[WHAT YOU HAVE TO DO] Set out the lines below as a Markdown table with two columns, Row and Line, numbering each row and omitting any blank lines.

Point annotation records
================================
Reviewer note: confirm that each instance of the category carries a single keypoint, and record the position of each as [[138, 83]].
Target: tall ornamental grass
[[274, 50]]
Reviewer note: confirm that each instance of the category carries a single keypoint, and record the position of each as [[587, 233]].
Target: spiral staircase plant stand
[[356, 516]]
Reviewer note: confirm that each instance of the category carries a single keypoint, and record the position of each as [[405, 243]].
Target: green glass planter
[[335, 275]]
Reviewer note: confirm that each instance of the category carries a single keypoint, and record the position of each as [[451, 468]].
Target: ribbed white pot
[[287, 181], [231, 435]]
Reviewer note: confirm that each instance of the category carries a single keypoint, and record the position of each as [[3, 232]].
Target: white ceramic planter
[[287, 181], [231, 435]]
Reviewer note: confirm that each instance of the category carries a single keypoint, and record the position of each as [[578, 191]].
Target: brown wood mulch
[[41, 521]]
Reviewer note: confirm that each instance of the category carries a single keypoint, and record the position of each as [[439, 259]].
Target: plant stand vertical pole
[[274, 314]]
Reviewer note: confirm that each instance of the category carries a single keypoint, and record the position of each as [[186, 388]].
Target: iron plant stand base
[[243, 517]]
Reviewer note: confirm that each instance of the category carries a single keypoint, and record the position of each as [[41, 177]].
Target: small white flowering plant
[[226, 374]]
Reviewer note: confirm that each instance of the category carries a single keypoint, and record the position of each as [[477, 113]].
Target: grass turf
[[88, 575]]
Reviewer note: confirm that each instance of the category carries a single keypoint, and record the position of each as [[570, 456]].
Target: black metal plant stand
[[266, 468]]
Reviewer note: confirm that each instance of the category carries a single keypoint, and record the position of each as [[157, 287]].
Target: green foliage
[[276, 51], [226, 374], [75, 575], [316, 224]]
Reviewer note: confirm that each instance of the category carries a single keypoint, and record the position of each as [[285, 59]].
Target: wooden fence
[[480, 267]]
================================
[TASK OUTPUT]
| Row | Line |
|---|---|
| 1 | Reviewer note: confirm that each instance of the category carries a single keypoint, and record the position of each as [[138, 83]]. |
| 2 | Target: tall ornamental grass |
| 3 | [[274, 50]] |
| 4 | Reviewer note: confirm that each instance of the category carries a single keypoint, and record the position of each as [[587, 233]]. |
| 5 | Target: spiral staircase plant stand |
| 6 | [[356, 516]] |
| 7 | Reviewer note: confirm that each instance of the category carries a single keypoint, and record the position of each as [[405, 243]]. |
| 8 | Target: green glass planter |
| 9 | [[335, 275]] |
| 10 | Reviewer note: confirm that each instance of the category carries a single keypoint, and record the position of each as [[451, 468]]. |
| 11 | Target: ribbed white pot |
| 12 | [[287, 181], [231, 435]] |
| 13 | Reviewer note: confirm that each instance of the category carries a single keypoint, and record the position of each as [[3, 232]]. |
| 14 | Target: white ceramic planter |
| 15 | [[287, 181], [231, 435]] |
| 16 | Reviewer note: confirm that each instance of the category carries a single keypoint, and record the position of each as [[578, 191]]. |
| 17 | Target: brown wood mulch |
| 18 | [[41, 521]] |
| 19 | Reviewer note: confirm that each instance of the category carries a single keypoint, and record the position of each as [[439, 259]]. |
| 20 | Target: plant stand vertical pole |
| 21 | [[274, 314]] |
| 22 | Reviewer note: confirm that each instance of the category carries a single keypoint, and record the position of each as [[186, 388]]. |
| 23 | Target: iron plant stand base |
| 24 | [[243, 517]] |
| 25 | Reviewer note: confirm that each instance of the category carries a single keypoint, and record the position of each as [[41, 177]]. |
| 26 | Target: small white flowering plant |
| 27 | [[226, 374]] |
| 28 | Reviewer note: confirm that each instance of the category carries a single keypoint, and record the position of each as [[477, 113]]. |
| 29 | Target: grass turf |
| 30 | [[88, 575]] |
| 31 | Reviewer note: confirm that each instance of the category carries a single keypoint, and record the position of each as [[570, 456]]. |
| 32 | Target: black metal plant stand |
| 33 | [[266, 468]] |
| 34 | Reviewer note: confirm that each instance of the category carries a single keypoint, and record the position of each as [[157, 287]]. |
| 35 | Target: green foliage |
| 36 | [[276, 51], [226, 374], [75, 575], [316, 224]] |
| 37 | Reviewer note: confirm that each instance of the category carries a single keypoint, and record the position of each as [[285, 59]]. |
| 38 | Target: wooden fence |
| 39 | [[480, 267]] |